Take the line containing "Where can the trophy bowl" and all lines after it to the end of the records, and output them exactly.

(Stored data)
--- Start ---

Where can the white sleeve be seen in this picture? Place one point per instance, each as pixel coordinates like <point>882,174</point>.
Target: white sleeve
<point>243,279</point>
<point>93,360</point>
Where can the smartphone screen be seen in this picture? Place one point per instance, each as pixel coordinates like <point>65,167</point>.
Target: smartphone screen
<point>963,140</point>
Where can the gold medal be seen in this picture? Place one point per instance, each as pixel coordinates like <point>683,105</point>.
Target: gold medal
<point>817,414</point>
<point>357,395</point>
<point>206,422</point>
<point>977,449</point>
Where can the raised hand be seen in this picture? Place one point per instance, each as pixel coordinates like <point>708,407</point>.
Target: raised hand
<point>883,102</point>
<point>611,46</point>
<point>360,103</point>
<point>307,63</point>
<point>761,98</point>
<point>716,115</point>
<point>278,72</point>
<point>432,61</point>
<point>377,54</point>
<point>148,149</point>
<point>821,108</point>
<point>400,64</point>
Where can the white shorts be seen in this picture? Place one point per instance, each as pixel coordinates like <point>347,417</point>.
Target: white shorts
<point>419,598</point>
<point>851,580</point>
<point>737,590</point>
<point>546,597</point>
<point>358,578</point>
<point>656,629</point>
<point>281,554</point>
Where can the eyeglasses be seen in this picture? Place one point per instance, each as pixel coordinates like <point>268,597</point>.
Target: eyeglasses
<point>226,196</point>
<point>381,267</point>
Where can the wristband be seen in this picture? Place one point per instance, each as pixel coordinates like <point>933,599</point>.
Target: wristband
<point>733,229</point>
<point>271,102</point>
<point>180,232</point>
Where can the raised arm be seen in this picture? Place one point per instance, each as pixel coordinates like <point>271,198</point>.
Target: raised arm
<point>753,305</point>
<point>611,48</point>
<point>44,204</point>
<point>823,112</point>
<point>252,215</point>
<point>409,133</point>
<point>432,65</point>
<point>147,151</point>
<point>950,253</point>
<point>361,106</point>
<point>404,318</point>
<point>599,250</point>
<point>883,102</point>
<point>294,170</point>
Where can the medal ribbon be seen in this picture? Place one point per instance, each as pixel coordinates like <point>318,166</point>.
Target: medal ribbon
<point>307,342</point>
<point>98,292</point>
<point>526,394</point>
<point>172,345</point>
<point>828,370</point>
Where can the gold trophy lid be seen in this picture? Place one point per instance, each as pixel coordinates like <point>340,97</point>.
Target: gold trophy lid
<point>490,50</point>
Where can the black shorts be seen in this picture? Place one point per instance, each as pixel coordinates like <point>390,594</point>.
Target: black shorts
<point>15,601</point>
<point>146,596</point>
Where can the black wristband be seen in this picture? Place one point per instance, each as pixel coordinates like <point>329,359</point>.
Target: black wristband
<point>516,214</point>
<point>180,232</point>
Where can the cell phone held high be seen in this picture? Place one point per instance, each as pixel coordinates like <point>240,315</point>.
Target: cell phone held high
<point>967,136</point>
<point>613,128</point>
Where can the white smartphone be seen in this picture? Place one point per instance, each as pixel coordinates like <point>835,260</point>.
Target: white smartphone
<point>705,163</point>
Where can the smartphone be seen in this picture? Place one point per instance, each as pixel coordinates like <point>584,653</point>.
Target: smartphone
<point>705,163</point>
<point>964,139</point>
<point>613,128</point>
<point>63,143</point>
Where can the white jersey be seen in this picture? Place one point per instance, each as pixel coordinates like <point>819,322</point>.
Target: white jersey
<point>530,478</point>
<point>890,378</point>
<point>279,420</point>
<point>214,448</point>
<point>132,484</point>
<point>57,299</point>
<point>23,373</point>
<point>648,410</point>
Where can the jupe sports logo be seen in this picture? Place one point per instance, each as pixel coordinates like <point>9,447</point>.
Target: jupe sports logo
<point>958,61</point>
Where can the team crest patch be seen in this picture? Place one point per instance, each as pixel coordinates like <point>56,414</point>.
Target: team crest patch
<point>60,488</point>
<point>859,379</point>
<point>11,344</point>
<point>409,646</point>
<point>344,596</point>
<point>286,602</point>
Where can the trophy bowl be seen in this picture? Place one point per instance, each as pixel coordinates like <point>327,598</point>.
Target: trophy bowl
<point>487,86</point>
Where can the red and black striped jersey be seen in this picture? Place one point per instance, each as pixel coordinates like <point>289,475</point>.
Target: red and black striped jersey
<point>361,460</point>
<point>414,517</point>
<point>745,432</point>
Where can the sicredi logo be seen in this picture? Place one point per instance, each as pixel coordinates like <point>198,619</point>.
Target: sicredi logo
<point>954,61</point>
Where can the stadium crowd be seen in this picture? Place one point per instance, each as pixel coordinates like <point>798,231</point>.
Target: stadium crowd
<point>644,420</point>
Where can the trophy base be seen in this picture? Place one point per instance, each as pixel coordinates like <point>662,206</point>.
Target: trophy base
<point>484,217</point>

--- End ---

■ Output of the exercise:
Where can the trophy bowl be seen in this picture? Place one point per instance, each as pixel coordinates like <point>327,598</point>.
Target: trophy bowl
<point>487,86</point>
Where can the red and black striped jersey be seen in this picture? Place one point per instance, each as pixel coordinates like <point>289,475</point>.
Target: red and black striped jersey
<point>361,460</point>
<point>414,517</point>
<point>745,432</point>
Where can the sicredi logo be seen in this picture? Place one point per instance, each as pixel coordinates like <point>198,619</point>.
Target: sicredi logo
<point>954,61</point>
Where can the stadium crowd be seen in this picture? Place one point per instance, each as pixel coordinates like <point>798,231</point>.
Target: stadium crowd
<point>644,420</point>
Where can the trophy base be seen in this picture? Place one point per instance, each as pixel coordinates like <point>662,206</point>.
Target: trophy base
<point>484,217</point>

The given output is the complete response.